#### Work to do:
Extract every line below that contains the string "soccer", treating uppercase and lowercase letters as different.

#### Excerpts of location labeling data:
####

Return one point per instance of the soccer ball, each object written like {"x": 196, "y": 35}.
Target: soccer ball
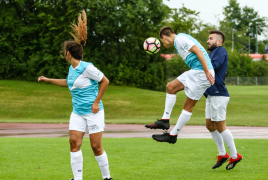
{"x": 151, "y": 45}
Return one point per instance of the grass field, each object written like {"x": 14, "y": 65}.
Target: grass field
{"x": 188, "y": 159}
{"x": 44, "y": 103}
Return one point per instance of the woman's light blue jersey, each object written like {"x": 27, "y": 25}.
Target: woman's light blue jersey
{"x": 183, "y": 43}
{"x": 83, "y": 83}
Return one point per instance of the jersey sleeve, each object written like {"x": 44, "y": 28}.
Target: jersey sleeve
{"x": 185, "y": 42}
{"x": 93, "y": 73}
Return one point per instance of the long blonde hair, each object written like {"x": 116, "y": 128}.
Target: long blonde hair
{"x": 79, "y": 33}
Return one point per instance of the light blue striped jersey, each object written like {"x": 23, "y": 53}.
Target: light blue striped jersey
{"x": 83, "y": 83}
{"x": 183, "y": 43}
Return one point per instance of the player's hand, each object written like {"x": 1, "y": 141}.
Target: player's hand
{"x": 210, "y": 78}
{"x": 42, "y": 78}
{"x": 95, "y": 107}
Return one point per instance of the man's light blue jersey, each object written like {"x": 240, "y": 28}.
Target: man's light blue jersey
{"x": 83, "y": 83}
{"x": 183, "y": 43}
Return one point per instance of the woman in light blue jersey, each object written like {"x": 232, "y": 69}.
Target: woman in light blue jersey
{"x": 88, "y": 112}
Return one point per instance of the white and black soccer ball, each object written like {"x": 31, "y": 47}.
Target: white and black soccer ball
{"x": 151, "y": 45}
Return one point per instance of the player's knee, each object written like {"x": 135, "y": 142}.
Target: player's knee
{"x": 75, "y": 144}
{"x": 97, "y": 149}
{"x": 210, "y": 127}
{"x": 170, "y": 89}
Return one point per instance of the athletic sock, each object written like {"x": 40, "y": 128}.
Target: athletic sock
{"x": 77, "y": 164}
{"x": 183, "y": 119}
{"x": 104, "y": 166}
{"x": 170, "y": 102}
{"x": 219, "y": 142}
{"x": 229, "y": 141}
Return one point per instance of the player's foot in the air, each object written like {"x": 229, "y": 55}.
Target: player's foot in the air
{"x": 159, "y": 124}
{"x": 233, "y": 162}
{"x": 165, "y": 137}
{"x": 221, "y": 160}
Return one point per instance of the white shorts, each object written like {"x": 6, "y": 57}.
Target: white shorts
{"x": 216, "y": 107}
{"x": 93, "y": 122}
{"x": 195, "y": 83}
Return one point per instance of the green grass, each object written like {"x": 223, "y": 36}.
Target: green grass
{"x": 44, "y": 103}
{"x": 49, "y": 158}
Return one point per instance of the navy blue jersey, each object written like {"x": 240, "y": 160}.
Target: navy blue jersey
{"x": 219, "y": 60}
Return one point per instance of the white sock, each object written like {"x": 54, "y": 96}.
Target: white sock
{"x": 219, "y": 142}
{"x": 229, "y": 141}
{"x": 170, "y": 102}
{"x": 104, "y": 166}
{"x": 77, "y": 164}
{"x": 183, "y": 119}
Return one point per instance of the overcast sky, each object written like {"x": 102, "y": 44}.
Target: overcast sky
{"x": 212, "y": 10}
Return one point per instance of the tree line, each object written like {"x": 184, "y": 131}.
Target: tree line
{"x": 32, "y": 32}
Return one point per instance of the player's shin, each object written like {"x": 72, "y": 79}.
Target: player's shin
{"x": 77, "y": 164}
{"x": 104, "y": 165}
{"x": 229, "y": 141}
{"x": 219, "y": 142}
{"x": 170, "y": 102}
{"x": 183, "y": 119}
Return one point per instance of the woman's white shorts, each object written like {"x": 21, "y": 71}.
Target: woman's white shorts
{"x": 195, "y": 83}
{"x": 93, "y": 122}
{"x": 216, "y": 107}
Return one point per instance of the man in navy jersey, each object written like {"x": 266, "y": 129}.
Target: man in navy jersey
{"x": 217, "y": 99}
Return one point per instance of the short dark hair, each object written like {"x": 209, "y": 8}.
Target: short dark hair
{"x": 167, "y": 31}
{"x": 217, "y": 32}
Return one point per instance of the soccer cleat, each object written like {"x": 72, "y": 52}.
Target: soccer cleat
{"x": 221, "y": 160}
{"x": 233, "y": 162}
{"x": 165, "y": 137}
{"x": 159, "y": 124}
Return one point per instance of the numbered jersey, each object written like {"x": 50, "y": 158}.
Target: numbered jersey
{"x": 83, "y": 84}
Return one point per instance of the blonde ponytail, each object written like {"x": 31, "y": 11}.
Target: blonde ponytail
{"x": 80, "y": 30}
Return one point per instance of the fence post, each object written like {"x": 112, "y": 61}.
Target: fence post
{"x": 256, "y": 81}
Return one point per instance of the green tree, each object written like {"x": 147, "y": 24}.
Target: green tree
{"x": 244, "y": 21}
{"x": 32, "y": 33}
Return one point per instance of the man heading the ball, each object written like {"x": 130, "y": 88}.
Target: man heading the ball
{"x": 217, "y": 100}
{"x": 194, "y": 82}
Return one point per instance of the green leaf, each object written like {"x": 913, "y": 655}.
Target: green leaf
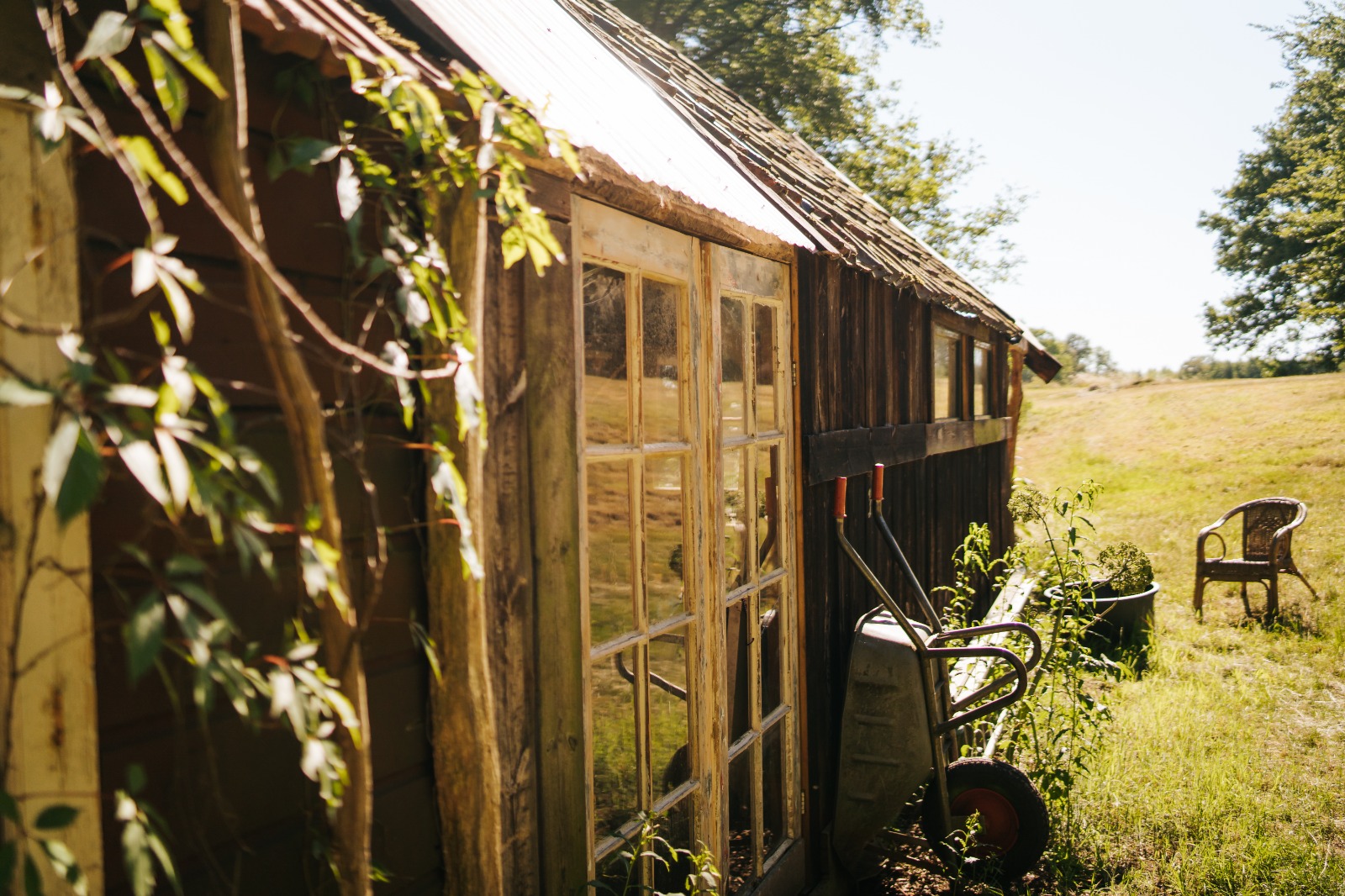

####

#### Solution for this task:
Return one point per instance of the soccer ball, each object written like {"x": 196, "y": 35}.
Target: soccer ball
Return one point per instance of the white and black soccer ball, each object written like {"x": 31, "y": 47}.
Target: white and black soccer ball
Return one point per instance of the soccer cleat, each object written like {"x": 72, "y": 52}.
Target: soccer cleat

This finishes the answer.